▶ Sayfa Metni
#####
Saturno Butto- La Sposa Ebbra

Femme Fatale (Ölümcül Kadın) İmgesinin Sanat Dallarında İncelenmesi

--

Tarihsel süreç içerisinde toplumların kadın figürüne algısı kötülük ve iyilik kavramlarıyla ilişkilendirilmiştir. Bu süreçte kadın figürü kutsal anne imajı, saflık ve yücelik ile anılırken diğer tarafta erotizmi, gücü, kötülüğü ve tehlikesiyle birlikte anılır.

Fransız Edebiyatı kaynaklı bir terim olan Femme Fatale, Latince kökenli ‘Fatal/e’ Fransıca ‘dayanılmaz karşı koyulamaz kadın, ölüme ve felakete sürükleyen kadın’ anlamına gelir.

İngilizceye olduğu gibi aktarılan bir kelimedir. Türkçe karşılığı her ne kadar ölümcül kadın olsa da kelime anlamında barındırdığı tehlikeli, ahlaksız ve kötü niyetli özelliklerin tasvirleri tarih boyunca birçok kültürün folkloruna ve sanatın bütün dallarına konu olur. Femme Fatale, erkeği cinselliğini kullanarak tuzağa düşüren kötü bir kadın imajıyla bir stereotipe karşılık gelir.
#####
▶ Verilen Satırlar
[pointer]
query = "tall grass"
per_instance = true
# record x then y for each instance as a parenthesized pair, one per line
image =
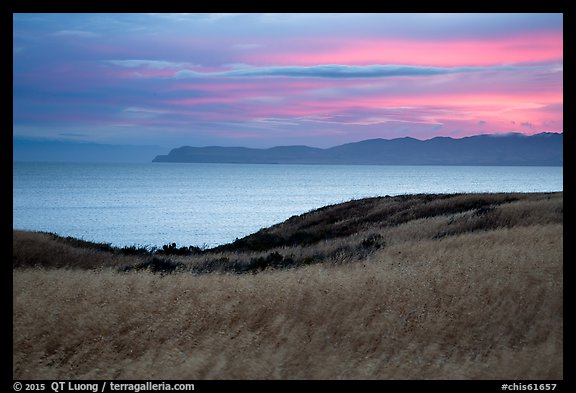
(442, 298)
#####
▶ Görev Listesi
(A) Femme fatale üzerine metne göre şu soruların cevabı nedir?
(i) Femme Fatale terimi hangi edebiyat kaynaklıdır?
(ii) Terimin Türkçe karşılığı nedir?
(iii) Femme Fatale hangi kadın imajıyla bir stereotipe karşılık gelir?
(B) Blok 1'deki satırları, boş satırları atlayarak, «Sıra» ve «Satır» sütunlarından oluşan bir Markdown tablosuna dönüştürebilir misin? Resimler tabloya alınmasın.

▶ Cevaplar
(A)
(i) Fransız Edebiyatı
(ii) Ölümcül kadın
(iii) Erkeği cinselliğini kullanarak tuzağa düşüren kötü bir kadın imajıyla

(B)
| Sıra | Satır |
|---|---|
| 1 | [pointer] |
| 2 | query = "tall grass" |
| 3 | per_instance = true |
| 4 | # record x then y for each instance as a parenthesized pair, one per line |
| 5 | image = |
| 6 | (442, 298) |